◆ **Reading text**:

--- begin ---

Dear [insert first name],
The following information is provided for you to decide whether you wish to participate in this study. You should be aware that your participation is voluntary, and you are free to choose not to participate or withdraw at any time.
This study I am working on now aims to understand the considerations and challenges of living as an F2-male in the United States. This study would involve your participation in an interview that will last for 60–75 minutes, after which you will be invited to a group interview. The two interviews will be audio-recorded.
We would be happy to share our findings with you after the research is completed. Your name will not be associated with the research findings in any way, and only the researchers will know your identity as a participant. Your time in participating in this study will be compensated with $100 at the end of the interview.
Please, do not hesitate to ask any questions about the study either before participating or during the time that you are participating. There are no known risks and/or discomforts associated with this study. The expected benefits associated with your participation is the experience of participating in a qualitative research study.
If you are interested in participating in this study, please sign your consent below. There is also a form to fill in some demographic details that will be used for analysis purposes only. A copy of this consent form will be given to you to keep.
Signature of Participant: Signature of Researcher:
In-depth Interview Questions
Introduction and ice breaker questions
1. Please tell me a little about yourself and the activities you engage in for relaxation.
2. How have those activities changed since you came to the United States?
· If activities have changed (ask): What are some of the reasons for this change in recreational activities?
Journey to the United States
3. What were your reactions when your wife received admission to the United States?
4. Did you consider not coming with your wife to the United States?
· What were some of the factors you considered when deciding whether or not to come with your wife to the United States?

--- end ---

◆ **Set task A**: In the F2-male study text, how long is the individual interview expected to last?
◆ **Set task B**: According to the F2-male study text, why is the information at its start given to the reader?
◆ **Set task C**: Carry on the F2-male study text after its last line.

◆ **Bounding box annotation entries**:
--- begin ---

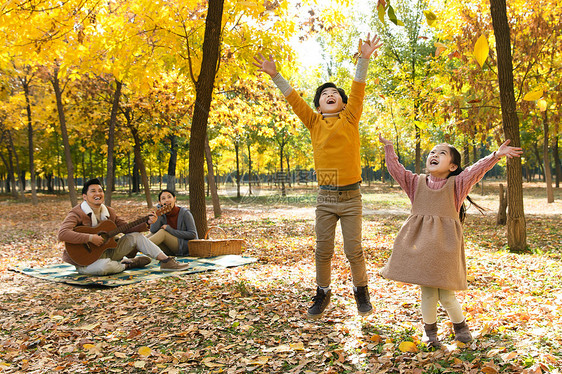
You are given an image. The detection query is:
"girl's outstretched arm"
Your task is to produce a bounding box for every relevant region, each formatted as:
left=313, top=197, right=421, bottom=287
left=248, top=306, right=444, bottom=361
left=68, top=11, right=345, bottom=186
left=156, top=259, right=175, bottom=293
left=253, top=53, right=277, bottom=78
left=379, top=133, right=392, bottom=146
left=379, top=134, right=419, bottom=202
left=496, top=139, right=523, bottom=158
left=455, top=139, right=523, bottom=209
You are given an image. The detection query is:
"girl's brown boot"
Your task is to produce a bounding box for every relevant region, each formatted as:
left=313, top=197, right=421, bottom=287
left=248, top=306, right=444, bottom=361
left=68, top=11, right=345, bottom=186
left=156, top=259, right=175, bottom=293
left=422, top=322, right=441, bottom=348
left=453, top=320, right=472, bottom=343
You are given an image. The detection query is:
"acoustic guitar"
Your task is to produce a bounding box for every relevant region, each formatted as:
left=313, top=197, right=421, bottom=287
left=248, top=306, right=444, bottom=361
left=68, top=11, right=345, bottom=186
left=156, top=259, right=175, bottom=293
left=64, top=205, right=172, bottom=266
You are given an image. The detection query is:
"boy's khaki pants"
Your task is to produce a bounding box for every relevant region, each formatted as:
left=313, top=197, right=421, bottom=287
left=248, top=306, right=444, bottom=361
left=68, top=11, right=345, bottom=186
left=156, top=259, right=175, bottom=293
left=315, top=189, right=367, bottom=287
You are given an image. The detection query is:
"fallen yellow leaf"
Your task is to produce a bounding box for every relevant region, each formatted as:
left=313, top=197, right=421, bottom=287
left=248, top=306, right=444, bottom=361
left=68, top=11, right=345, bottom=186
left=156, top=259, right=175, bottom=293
left=398, top=342, right=418, bottom=353
left=523, top=90, right=543, bottom=101
left=138, top=347, right=152, bottom=356
left=203, top=357, right=224, bottom=368
left=371, top=334, right=382, bottom=343
left=248, top=356, right=269, bottom=365
left=133, top=361, right=146, bottom=369
left=290, top=342, right=304, bottom=351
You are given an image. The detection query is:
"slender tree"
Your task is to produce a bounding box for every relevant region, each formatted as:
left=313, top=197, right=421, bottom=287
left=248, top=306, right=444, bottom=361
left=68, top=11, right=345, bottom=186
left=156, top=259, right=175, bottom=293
left=189, top=0, right=224, bottom=237
left=490, top=0, right=527, bottom=251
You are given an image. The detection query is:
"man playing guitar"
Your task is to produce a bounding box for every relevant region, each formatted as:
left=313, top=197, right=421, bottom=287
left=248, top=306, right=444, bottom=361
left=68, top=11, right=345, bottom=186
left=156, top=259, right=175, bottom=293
left=58, top=179, right=189, bottom=275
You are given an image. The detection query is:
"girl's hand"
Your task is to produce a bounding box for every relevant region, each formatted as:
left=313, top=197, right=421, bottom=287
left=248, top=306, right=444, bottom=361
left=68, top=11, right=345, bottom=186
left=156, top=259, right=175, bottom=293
left=496, top=139, right=523, bottom=158
left=379, top=133, right=392, bottom=145
left=253, top=53, right=277, bottom=78
left=361, top=33, right=382, bottom=59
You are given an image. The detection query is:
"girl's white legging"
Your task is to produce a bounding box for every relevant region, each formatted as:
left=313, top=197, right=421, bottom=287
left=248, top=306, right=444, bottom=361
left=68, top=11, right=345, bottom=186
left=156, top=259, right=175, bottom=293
left=421, top=286, right=464, bottom=324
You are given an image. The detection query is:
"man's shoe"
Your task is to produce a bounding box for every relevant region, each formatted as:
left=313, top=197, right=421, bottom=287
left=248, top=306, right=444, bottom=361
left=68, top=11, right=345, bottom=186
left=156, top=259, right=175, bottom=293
left=422, top=322, right=441, bottom=348
left=307, top=287, right=332, bottom=319
left=160, top=257, right=189, bottom=271
left=453, top=320, right=472, bottom=343
left=124, top=256, right=152, bottom=270
left=353, top=286, right=373, bottom=316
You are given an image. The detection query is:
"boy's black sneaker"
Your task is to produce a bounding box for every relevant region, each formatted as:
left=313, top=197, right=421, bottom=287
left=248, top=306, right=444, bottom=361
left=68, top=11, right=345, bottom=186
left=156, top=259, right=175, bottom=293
left=353, top=286, right=373, bottom=316
left=307, top=287, right=332, bottom=319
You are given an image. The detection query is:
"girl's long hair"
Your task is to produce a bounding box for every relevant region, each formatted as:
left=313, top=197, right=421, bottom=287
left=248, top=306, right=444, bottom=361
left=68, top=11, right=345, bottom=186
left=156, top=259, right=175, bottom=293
left=447, top=144, right=485, bottom=223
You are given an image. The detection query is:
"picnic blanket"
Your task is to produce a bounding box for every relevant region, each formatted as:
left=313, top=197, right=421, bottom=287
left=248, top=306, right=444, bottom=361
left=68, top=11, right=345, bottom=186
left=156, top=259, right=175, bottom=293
left=10, top=255, right=257, bottom=287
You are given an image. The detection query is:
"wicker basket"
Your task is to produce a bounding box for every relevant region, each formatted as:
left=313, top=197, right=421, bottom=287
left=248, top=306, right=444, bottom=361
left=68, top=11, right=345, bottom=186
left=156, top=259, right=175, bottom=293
left=187, top=226, right=246, bottom=257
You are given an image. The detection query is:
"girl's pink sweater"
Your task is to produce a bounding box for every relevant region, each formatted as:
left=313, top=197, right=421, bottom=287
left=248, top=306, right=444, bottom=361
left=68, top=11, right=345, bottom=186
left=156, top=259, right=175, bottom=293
left=384, top=145, right=499, bottom=211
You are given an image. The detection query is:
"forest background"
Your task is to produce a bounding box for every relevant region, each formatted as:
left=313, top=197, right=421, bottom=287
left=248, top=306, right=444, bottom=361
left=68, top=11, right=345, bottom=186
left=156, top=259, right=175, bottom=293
left=0, top=1, right=562, bottom=206
left=0, top=0, right=562, bottom=373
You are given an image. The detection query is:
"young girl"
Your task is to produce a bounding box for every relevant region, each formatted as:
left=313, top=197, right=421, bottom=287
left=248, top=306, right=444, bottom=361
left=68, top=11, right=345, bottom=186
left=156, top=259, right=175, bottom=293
left=149, top=190, right=197, bottom=256
left=379, top=135, right=523, bottom=347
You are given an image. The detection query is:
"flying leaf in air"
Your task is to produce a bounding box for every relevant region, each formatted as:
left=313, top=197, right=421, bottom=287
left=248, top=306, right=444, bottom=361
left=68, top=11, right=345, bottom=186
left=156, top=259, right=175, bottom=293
left=388, top=5, right=404, bottom=26
left=537, top=99, right=546, bottom=112
left=423, top=10, right=437, bottom=26
left=523, top=90, right=543, bottom=101
left=398, top=342, right=418, bottom=353
left=377, top=3, right=385, bottom=23
left=433, top=42, right=447, bottom=57
left=138, top=347, right=152, bottom=356
left=474, top=35, right=490, bottom=67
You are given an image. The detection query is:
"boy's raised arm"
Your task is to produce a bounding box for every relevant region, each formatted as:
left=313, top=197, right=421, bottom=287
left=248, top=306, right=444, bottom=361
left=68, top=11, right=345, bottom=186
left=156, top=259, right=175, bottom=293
left=355, top=33, right=382, bottom=83
left=361, top=33, right=382, bottom=59
left=253, top=53, right=293, bottom=96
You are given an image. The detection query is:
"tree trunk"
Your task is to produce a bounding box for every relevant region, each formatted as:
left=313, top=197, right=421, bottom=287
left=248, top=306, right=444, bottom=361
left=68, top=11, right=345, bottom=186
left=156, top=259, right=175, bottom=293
left=279, top=141, right=287, bottom=197
left=552, top=129, right=562, bottom=188
left=205, top=136, right=222, bottom=218
left=189, top=0, right=224, bottom=238
left=51, top=66, right=78, bottom=206
left=496, top=183, right=507, bottom=226
left=0, top=141, right=18, bottom=199
left=246, top=142, right=252, bottom=196
left=490, top=0, right=527, bottom=251
left=8, top=132, right=25, bottom=199
left=105, top=79, right=123, bottom=206
left=234, top=139, right=240, bottom=199
left=166, top=135, right=178, bottom=192
left=542, top=110, right=554, bottom=203
left=21, top=78, right=39, bottom=205
left=127, top=125, right=152, bottom=208
left=285, top=154, right=291, bottom=188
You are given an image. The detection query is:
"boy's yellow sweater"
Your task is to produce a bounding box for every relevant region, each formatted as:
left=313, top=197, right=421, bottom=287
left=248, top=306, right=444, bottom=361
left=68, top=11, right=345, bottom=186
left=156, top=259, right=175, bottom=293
left=287, top=81, right=365, bottom=186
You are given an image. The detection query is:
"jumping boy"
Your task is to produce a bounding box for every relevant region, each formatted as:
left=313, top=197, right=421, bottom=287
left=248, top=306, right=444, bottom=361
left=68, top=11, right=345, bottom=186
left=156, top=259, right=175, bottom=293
left=254, top=34, right=382, bottom=319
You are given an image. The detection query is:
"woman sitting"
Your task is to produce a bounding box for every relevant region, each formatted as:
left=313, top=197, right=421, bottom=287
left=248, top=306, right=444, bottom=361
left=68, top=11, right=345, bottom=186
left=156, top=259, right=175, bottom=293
left=149, top=190, right=198, bottom=256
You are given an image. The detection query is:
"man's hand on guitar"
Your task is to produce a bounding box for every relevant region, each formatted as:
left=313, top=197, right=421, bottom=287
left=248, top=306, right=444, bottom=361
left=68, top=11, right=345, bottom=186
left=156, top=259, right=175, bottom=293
left=89, top=234, right=105, bottom=246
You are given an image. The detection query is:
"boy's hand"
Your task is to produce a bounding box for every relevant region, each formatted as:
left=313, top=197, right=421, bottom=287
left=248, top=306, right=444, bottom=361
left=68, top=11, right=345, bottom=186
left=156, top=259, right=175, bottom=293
left=253, top=53, right=277, bottom=78
left=361, top=33, right=382, bottom=59
left=496, top=139, right=523, bottom=158
left=379, top=133, right=392, bottom=145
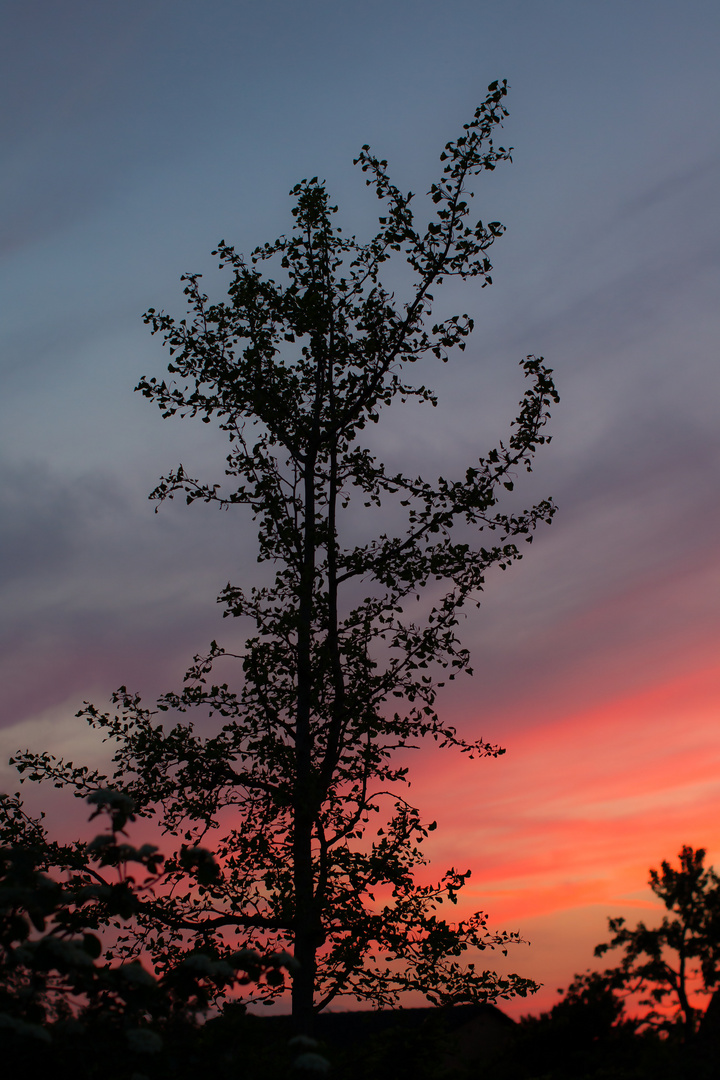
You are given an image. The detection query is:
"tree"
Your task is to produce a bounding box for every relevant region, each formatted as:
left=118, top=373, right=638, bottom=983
left=0, top=788, right=294, bottom=1078
left=15, top=82, right=558, bottom=1030
left=595, top=846, right=720, bottom=1040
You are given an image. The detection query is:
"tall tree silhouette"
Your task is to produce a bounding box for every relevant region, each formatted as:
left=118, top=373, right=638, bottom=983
left=11, top=82, right=558, bottom=1030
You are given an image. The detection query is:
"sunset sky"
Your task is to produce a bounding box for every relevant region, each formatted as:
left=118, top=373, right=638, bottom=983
left=0, top=0, right=720, bottom=1015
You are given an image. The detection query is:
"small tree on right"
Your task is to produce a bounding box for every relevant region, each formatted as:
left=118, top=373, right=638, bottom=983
left=595, top=846, right=720, bottom=1040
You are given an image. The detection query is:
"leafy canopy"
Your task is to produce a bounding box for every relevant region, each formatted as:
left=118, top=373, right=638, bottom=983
left=9, top=82, right=558, bottom=1028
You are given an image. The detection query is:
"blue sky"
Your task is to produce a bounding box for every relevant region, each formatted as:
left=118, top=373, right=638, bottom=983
left=0, top=0, right=720, bottom=1010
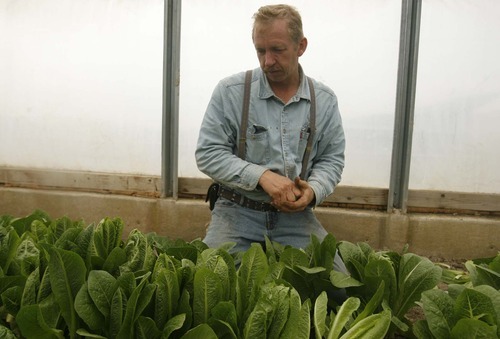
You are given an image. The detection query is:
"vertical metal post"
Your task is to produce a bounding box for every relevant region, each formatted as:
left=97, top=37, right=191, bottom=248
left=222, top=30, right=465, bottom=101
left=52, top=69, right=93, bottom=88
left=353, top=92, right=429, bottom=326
left=387, top=0, right=422, bottom=213
left=161, top=0, right=181, bottom=198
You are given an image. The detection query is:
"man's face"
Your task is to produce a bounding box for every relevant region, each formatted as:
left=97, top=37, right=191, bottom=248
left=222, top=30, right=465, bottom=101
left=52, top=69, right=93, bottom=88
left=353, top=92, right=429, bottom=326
left=253, top=19, right=307, bottom=85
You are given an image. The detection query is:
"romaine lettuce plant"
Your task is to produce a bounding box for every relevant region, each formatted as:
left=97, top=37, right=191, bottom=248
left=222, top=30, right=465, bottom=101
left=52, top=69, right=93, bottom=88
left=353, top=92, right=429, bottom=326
left=0, top=211, right=490, bottom=339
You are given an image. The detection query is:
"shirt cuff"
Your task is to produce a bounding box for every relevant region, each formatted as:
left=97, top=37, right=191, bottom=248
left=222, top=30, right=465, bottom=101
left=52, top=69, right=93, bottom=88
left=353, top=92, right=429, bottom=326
left=239, top=164, right=267, bottom=191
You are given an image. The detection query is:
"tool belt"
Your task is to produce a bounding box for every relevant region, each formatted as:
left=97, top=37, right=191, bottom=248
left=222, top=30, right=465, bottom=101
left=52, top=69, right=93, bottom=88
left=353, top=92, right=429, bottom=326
left=205, top=183, right=278, bottom=212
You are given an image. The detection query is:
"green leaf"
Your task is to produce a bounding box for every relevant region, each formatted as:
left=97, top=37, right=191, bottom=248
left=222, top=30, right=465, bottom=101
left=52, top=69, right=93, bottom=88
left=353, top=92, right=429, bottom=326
left=108, top=287, right=126, bottom=338
left=154, top=268, right=181, bottom=329
left=340, top=310, right=391, bottom=339
left=422, top=289, right=455, bottom=339
left=267, top=285, right=290, bottom=338
left=193, top=267, right=223, bottom=326
left=15, top=238, right=40, bottom=276
left=135, top=316, right=161, bottom=339
left=76, top=328, right=108, bottom=339
left=10, top=210, right=51, bottom=235
left=451, top=318, right=498, bottom=339
left=474, top=285, right=500, bottom=337
left=117, top=273, right=155, bottom=339
left=350, top=280, right=385, bottom=327
left=454, top=288, right=497, bottom=325
left=16, top=305, right=64, bottom=339
left=280, top=247, right=309, bottom=269
left=181, top=324, right=218, bottom=339
left=328, top=297, right=361, bottom=339
left=280, top=289, right=311, bottom=339
left=0, top=324, right=17, bottom=339
left=0, top=229, right=21, bottom=274
left=313, top=291, right=328, bottom=339
left=75, top=282, right=107, bottom=331
left=237, top=244, right=269, bottom=321
left=162, top=313, right=186, bottom=338
left=243, top=300, right=271, bottom=339
left=49, top=248, right=87, bottom=338
left=94, top=218, right=124, bottom=259
left=1, top=286, right=23, bottom=315
left=21, top=267, right=40, bottom=306
left=330, top=270, right=363, bottom=288
left=88, top=270, right=117, bottom=318
left=102, top=247, right=127, bottom=277
left=364, top=254, right=396, bottom=307
left=210, top=301, right=238, bottom=338
left=391, top=253, right=441, bottom=319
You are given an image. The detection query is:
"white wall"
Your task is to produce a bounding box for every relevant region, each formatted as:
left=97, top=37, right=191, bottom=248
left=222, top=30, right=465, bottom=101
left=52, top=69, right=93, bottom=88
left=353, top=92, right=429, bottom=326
left=0, top=0, right=163, bottom=174
left=410, top=0, right=500, bottom=193
left=179, top=0, right=401, bottom=191
left=0, top=0, right=500, bottom=193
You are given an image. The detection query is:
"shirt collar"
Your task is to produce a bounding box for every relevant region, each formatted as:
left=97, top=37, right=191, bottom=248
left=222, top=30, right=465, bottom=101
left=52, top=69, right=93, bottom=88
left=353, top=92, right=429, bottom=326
left=258, top=64, right=311, bottom=100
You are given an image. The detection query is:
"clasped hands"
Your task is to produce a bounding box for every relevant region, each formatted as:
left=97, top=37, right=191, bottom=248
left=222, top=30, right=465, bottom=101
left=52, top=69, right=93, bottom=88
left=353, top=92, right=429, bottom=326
left=259, top=170, right=314, bottom=212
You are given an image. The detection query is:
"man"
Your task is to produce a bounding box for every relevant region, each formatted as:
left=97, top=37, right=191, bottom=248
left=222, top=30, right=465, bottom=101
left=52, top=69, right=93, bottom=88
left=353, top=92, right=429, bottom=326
left=196, top=5, right=345, bottom=271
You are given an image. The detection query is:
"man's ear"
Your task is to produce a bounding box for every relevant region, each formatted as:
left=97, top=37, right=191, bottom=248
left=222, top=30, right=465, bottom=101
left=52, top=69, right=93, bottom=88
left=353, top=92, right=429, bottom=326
left=297, top=38, right=307, bottom=56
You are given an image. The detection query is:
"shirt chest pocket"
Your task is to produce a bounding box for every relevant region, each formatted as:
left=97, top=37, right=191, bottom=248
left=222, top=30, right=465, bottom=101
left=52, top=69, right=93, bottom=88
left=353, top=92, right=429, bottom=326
left=246, top=124, right=271, bottom=165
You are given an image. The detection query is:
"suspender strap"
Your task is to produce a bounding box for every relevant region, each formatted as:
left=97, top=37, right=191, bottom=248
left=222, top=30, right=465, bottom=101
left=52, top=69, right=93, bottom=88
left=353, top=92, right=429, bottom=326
left=238, top=70, right=252, bottom=159
left=300, top=78, right=316, bottom=180
left=238, top=70, right=316, bottom=180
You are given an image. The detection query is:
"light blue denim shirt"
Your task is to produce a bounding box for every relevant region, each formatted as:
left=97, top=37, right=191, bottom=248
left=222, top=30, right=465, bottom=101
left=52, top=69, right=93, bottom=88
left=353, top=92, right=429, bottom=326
left=195, top=68, right=345, bottom=205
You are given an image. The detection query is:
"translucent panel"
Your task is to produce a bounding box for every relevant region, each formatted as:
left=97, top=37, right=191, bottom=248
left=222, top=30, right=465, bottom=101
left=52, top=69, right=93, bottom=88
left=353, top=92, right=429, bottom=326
left=410, top=0, right=500, bottom=193
left=179, top=0, right=401, bottom=187
left=0, top=0, right=163, bottom=175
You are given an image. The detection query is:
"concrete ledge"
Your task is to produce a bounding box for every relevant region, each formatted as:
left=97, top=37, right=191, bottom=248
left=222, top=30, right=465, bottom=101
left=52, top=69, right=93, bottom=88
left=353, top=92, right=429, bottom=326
left=0, top=187, right=500, bottom=259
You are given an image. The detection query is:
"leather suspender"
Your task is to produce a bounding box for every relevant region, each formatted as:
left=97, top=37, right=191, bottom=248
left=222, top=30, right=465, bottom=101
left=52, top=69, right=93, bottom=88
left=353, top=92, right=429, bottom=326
left=238, top=70, right=252, bottom=160
left=238, top=70, right=316, bottom=180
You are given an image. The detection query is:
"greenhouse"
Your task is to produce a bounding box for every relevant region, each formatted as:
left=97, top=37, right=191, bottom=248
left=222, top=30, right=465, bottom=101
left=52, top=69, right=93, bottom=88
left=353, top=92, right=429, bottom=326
left=0, top=0, right=500, bottom=339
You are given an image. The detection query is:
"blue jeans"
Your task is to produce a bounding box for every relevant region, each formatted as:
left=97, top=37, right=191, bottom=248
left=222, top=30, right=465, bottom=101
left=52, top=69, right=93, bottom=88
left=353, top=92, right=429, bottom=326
left=203, top=198, right=347, bottom=273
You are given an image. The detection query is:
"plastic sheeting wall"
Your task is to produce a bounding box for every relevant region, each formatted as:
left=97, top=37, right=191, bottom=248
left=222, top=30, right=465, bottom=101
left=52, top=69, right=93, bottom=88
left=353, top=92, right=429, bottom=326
left=0, top=0, right=500, bottom=193
left=0, top=0, right=163, bottom=174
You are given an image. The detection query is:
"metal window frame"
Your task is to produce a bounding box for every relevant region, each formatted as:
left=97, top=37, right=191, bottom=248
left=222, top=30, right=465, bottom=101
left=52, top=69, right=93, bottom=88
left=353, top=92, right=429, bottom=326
left=387, top=0, right=422, bottom=213
left=161, top=0, right=422, bottom=213
left=161, top=0, right=181, bottom=198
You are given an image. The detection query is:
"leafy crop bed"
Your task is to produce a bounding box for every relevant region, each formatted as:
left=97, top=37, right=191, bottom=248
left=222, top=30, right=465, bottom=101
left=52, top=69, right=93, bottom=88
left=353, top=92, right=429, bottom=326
left=0, top=211, right=500, bottom=339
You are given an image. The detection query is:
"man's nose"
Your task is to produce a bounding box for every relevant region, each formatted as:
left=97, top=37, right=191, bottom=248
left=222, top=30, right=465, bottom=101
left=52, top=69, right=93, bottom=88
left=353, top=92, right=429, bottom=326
left=264, top=52, right=276, bottom=67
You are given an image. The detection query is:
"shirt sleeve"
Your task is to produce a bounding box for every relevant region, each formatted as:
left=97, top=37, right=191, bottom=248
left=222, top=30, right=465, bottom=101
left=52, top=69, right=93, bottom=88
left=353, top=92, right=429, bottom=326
left=195, top=81, right=266, bottom=191
left=307, top=88, right=345, bottom=206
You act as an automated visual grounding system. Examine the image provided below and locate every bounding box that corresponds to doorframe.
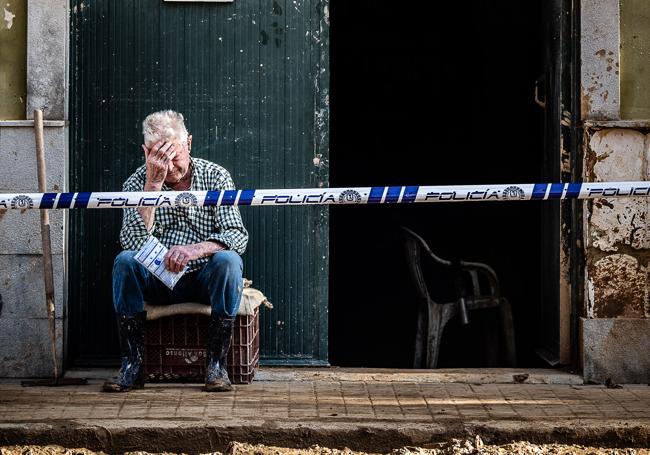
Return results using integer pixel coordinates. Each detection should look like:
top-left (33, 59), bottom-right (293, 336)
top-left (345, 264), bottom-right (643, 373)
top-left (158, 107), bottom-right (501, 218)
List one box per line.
top-left (556, 0), bottom-right (584, 367)
top-left (537, 0), bottom-right (584, 366)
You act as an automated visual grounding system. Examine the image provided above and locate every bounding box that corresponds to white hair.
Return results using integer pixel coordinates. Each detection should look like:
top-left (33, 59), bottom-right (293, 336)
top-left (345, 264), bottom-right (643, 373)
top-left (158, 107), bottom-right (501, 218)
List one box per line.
top-left (142, 110), bottom-right (188, 143)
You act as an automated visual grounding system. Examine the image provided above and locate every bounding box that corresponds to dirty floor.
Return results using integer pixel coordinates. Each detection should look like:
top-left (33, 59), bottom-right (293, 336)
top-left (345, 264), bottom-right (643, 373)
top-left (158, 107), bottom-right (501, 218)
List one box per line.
top-left (0, 369), bottom-right (650, 454)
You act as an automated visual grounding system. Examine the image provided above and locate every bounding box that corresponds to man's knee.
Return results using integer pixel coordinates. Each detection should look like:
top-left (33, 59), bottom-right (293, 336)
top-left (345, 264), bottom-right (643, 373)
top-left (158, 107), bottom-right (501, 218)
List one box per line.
top-left (113, 251), bottom-right (138, 272)
top-left (208, 251), bottom-right (243, 276)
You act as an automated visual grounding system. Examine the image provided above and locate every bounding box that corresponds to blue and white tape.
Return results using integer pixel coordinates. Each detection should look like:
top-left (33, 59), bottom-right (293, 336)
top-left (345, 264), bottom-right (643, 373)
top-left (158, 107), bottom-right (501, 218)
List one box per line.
top-left (0, 182), bottom-right (650, 210)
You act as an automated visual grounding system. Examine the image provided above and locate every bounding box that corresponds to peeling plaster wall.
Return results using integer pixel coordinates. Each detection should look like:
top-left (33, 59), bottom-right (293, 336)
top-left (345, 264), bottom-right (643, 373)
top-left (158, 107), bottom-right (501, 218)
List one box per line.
top-left (580, 0), bottom-right (620, 120)
top-left (580, 0), bottom-right (650, 383)
top-left (585, 128), bottom-right (650, 318)
top-left (0, 0), bottom-right (68, 377)
top-left (582, 127), bottom-right (650, 383)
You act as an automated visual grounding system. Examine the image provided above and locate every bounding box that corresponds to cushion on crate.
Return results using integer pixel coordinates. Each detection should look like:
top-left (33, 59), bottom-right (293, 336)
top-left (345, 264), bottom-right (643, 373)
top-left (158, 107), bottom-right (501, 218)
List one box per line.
top-left (144, 278), bottom-right (273, 321)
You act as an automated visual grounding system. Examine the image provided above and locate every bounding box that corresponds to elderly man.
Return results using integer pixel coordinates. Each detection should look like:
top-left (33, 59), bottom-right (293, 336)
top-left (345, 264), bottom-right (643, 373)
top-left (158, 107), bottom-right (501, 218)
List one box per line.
top-left (104, 111), bottom-right (248, 392)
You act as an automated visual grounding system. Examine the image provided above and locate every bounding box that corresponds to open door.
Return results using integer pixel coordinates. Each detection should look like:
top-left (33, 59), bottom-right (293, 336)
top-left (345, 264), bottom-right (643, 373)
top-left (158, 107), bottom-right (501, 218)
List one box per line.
top-left (535, 0), bottom-right (579, 366)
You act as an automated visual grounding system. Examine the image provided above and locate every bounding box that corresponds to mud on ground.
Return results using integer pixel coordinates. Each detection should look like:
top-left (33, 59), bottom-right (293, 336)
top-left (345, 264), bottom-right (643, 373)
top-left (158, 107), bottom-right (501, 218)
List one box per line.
top-left (0, 442), bottom-right (650, 455)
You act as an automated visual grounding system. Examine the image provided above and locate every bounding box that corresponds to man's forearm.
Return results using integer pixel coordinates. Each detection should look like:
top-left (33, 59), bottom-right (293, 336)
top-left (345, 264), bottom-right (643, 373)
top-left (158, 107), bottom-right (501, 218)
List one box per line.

--- end ---

◆ **Written reply A**: 60–75 minutes

◆ **Written reply B**: It is given so the reader can decide whether to take part in the study. The text adds that participation is voluntary and that the reader may decline or withdraw at any time.

◆ **Written reply C**:
o Probe: financial considerations, career-related considerations, any other considerations
5. What was your typical day schedule before moving to the United States?
6. In what ways have your typical day schedule changed since moving to the United States?
7. What were some of your concerns (fears) about your wife coming to study in the United States?
8. How did you address the possibility of not being able to work during your wife’s studies?
9. Do you have a passive source of income back in your home country?
Experience in the United States
10. How long have you been in the United States?
11. What program and level of education is your wife in?
12. Do you have any children?
· Probe on children, if children are not of school age, ask about childcare.
13. In one word, how would you describe your experience in the United States?
· Probe about the word chosen
14. What suggestions would you give to those interested in the welfare of African men who have accompanied their wives on their studies to the United States?
15. If you had the opportunity to go back in time, would you still have decided to accompany your wife to the United States for her studies?
Conclusion and wrap up
16. What are your plans post completion of your wife’s studies and time in the United States?
17. What recommendations would you give to an African man currently considering accompanying their wife to the United States for their studies?
18. Thinking about our conversation today, are there any other things that you would like to say?